* [Goal of the exercise] Within the records below, reproduce without change the lines from the line that has "Target: white fireplace mantel" through the line that has "Target: dark wood coffee table", and only those.

===== Data shown

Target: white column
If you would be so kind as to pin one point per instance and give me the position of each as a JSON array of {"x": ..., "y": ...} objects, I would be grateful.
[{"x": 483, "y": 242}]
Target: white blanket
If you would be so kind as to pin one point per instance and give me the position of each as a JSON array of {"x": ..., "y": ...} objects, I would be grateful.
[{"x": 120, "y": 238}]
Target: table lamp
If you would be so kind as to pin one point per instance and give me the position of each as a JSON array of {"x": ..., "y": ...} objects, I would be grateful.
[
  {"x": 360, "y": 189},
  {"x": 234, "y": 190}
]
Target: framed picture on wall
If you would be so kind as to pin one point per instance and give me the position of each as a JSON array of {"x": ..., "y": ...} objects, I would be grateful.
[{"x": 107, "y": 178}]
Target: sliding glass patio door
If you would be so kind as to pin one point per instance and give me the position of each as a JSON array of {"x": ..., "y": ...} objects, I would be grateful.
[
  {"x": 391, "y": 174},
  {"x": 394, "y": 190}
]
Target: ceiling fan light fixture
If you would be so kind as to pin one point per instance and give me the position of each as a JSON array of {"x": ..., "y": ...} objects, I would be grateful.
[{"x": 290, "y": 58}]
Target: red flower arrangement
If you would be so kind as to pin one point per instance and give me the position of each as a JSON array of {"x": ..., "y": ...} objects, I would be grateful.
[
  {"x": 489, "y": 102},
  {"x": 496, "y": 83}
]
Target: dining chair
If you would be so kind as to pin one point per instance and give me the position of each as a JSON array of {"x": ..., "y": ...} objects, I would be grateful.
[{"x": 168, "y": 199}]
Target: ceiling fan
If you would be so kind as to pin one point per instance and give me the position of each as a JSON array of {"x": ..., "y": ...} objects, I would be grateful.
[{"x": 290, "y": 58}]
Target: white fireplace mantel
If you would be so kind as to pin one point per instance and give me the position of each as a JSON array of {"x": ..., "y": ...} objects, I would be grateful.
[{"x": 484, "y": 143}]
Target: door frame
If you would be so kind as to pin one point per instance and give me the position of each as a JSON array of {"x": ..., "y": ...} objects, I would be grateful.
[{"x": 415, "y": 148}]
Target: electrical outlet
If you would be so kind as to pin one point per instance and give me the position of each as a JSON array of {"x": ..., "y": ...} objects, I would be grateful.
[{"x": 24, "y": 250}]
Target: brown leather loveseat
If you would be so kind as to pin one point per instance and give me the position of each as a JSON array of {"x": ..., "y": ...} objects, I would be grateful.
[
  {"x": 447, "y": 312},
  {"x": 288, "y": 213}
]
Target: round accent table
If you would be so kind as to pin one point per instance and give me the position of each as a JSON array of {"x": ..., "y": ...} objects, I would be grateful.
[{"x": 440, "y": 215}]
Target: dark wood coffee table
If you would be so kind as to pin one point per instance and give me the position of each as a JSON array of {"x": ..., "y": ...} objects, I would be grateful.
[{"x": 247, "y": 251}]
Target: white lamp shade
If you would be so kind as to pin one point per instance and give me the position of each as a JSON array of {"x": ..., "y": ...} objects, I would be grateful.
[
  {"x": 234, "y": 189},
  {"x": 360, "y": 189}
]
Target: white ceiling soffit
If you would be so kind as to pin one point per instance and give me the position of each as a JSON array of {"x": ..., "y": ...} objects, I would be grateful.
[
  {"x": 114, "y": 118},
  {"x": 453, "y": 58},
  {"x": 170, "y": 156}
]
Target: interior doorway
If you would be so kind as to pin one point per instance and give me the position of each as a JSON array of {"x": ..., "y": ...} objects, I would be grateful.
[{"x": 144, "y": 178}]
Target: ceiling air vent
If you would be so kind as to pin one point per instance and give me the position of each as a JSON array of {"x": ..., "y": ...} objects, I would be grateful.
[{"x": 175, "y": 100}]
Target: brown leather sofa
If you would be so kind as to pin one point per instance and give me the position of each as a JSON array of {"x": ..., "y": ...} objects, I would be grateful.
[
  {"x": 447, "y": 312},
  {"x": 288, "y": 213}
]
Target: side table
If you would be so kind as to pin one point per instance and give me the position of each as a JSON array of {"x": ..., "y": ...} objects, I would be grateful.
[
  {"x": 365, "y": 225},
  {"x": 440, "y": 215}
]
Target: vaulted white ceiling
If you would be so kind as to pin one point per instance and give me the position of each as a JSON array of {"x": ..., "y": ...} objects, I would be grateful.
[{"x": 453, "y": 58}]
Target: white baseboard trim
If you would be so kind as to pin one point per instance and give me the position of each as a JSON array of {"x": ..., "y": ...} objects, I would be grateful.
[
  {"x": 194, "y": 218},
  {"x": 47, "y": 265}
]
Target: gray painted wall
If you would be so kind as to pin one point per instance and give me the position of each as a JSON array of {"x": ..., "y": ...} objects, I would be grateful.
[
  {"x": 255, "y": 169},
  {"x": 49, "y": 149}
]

==========

* [Result of the task]
Target: white fireplace mantel
If you would be so kind as to pin one point per instance and give me the position of each as a JSON array of {"x": ..., "y": ...} objects, I would be grateful.
[{"x": 484, "y": 143}]
Target: door frame
If you would be so kind as to pin one point per instance and give me the position of each as a JSON array of {"x": ..., "y": ...} objects, I would be grateful.
[{"x": 415, "y": 148}]
Target: electrical outlet
If you would be so kind as to pin one point per instance and give me the position of each as a JSON array of {"x": ..., "y": ...} objects, I would be grateful.
[{"x": 24, "y": 250}]
Target: brown leather loveseat
If you would be so kind as to pin one point per instance and give me the position of each as a JSON array of {"x": ..., "y": ...} objects, I would be grateful.
[
  {"x": 447, "y": 312},
  {"x": 288, "y": 213}
]
Target: round accent table
If you would be so kind as to pin one point per instance and give me the position of each as a JSON array of {"x": ..., "y": ...} objects, I would be grateful.
[{"x": 440, "y": 215}]
Target: dark wood coffee table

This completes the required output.